GIVEN EXERCISE A →
Return the listing that comes after the sliding window write-up, copying every line without change.

SOURCE EXTRACT →
Posted on Dec 7, 2024 6 mins

Array Sliding Window

Table of Contents

Problem Statement

Link - Problem 3255

Question

You are given an array of integers nums of length n and a positive integer k.

The power of an array is defined as:

Its maximum element if all of its elements are consecutive and sorted in ascending order.
-1 otherwise.

You need to find the power of all subarrays of nums of size k.

Return an integer array results of size n - k + 1, where results[i] is the power of nums[i..(i + k - 1)].

Example 1:

Input: nums = [1,2,3,4,3,2,5], k = 3

Output: [3,4,-1,-1,-1]

Explanation:

There are 5 subarrays of nums of size 3:

[1, 2, 3] with the maximum element 3.
[2, 3, 4] with the maximum element 4.
[3, 4, 3] whose elements are not consecutive.
[4, 3, 2] whose elements are not sorted.
[3, 2, 5] whose elements are not consecutive.

Example 2:

Input: nums = [2,2,2,2,2], k = 4

Output: [-1,-1]

Example 3:

Input: nums = [3,2,3,2,3,2], k = 2

Output: [-1,3,-1,3,-1]

Constraints:

1 <= n == nums.length <= 10⁵
1 <= nums[i] <= 10⁶
1 <= k <= n

Solution

class Solution {
public:
    vector<int> resultsArray(const vector<int>& nums, int k) {
        int n = nums.size();
        vector<int> result(n - k + 1, -1);
        deque<int> dq;

        vector<int> diff(n - 1);
        for (int i = 0; i < n - 1; ++i) {
            diff[i] = nums[i + 1] - nums[i];
        }


        int consecutive_count = 0;
        for (int i = 0; i < k - 1; ++i) {
            if (diff[i] == 1) consecutive_count++;
        }

        for (int i = 0; i < n; ++i) {

            if (!dq.empty() && dq.front() <= i - k) {
                dq.pop_front();
            }

            while (!dq.empty() && nums[i] >= nums[dq.back()]) {
                dq.pop_back();
            }
            dq.push_back(i);

            if (i >= k - 1) {
                if (consecutive_count == k - 1) {
                    result[i - k + 1] = nums[dq.front()];
                }

                if (i - k + 1 < n - 1) {
                    if (diff[i - k + 1] == 1) consecutive_count--;
                    if (i < n - 1 && diff[i] == 1) consecutive_count++;
                }
            }
        }

        return result;
    }
};

Complexity Analysis

| Algorithm                 | Time Complexity | Space Complexity |
| ------------------------- | --------------- | ---------------- |
| Sliding Window with Deque | O(n)            | O(n)             |

Explanation

Intial Thoughts

My initial approach would be to identify that checking every subarray for being consecutive and sorted would result in O(n^2 log n) complexity which is inefficient for large inputs. I’d also think that the key here lies in finding a relation between each subarray. Then, consider using some sort of caching to reduce the number of computations required, for example the difference array, and a deque to keep track of maximum elements for each subarray. Consider starting by identifying when a subarray is a contiguous sequence of numbers and use the information from the last subarray to efficiently calculate the next one.

PROVIDED ENTRIES →

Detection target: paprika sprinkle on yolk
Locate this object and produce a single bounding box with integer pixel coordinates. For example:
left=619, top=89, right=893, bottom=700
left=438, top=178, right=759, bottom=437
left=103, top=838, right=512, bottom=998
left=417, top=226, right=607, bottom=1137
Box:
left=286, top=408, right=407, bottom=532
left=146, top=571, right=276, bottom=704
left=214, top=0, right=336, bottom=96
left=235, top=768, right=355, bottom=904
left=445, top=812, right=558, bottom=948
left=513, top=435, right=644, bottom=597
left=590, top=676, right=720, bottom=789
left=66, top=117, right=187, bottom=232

GIVEN EXERCISE B →
According to the sliding window write-up, what time and space complexity does the sliding window with deque approach have?

WRITTEN ANSWER A →
Detection target: paprika sprinkle on yolk
Locate this object and produce a single bounding box with integer pixel coordinates. For example:
left=619, top=89, right=893, bottom=700
left=438, top=178, right=759, bottom=437
left=103, top=838, right=512, bottom=998
left=417, top=226, right=607, bottom=1137
Box:
left=286, top=408, right=407, bottom=532
left=146, top=571, right=276, bottom=704
left=214, top=0, right=336, bottom=96
left=235, top=768, right=355, bottom=904
left=445, top=812, right=558, bottom=948
left=513, top=435, right=644, bottom=597
left=590, top=676, right=720, bottom=789
left=66, top=117, right=187, bottom=232

WRITTEN ANSWER B →
O(n) time and O(n) space.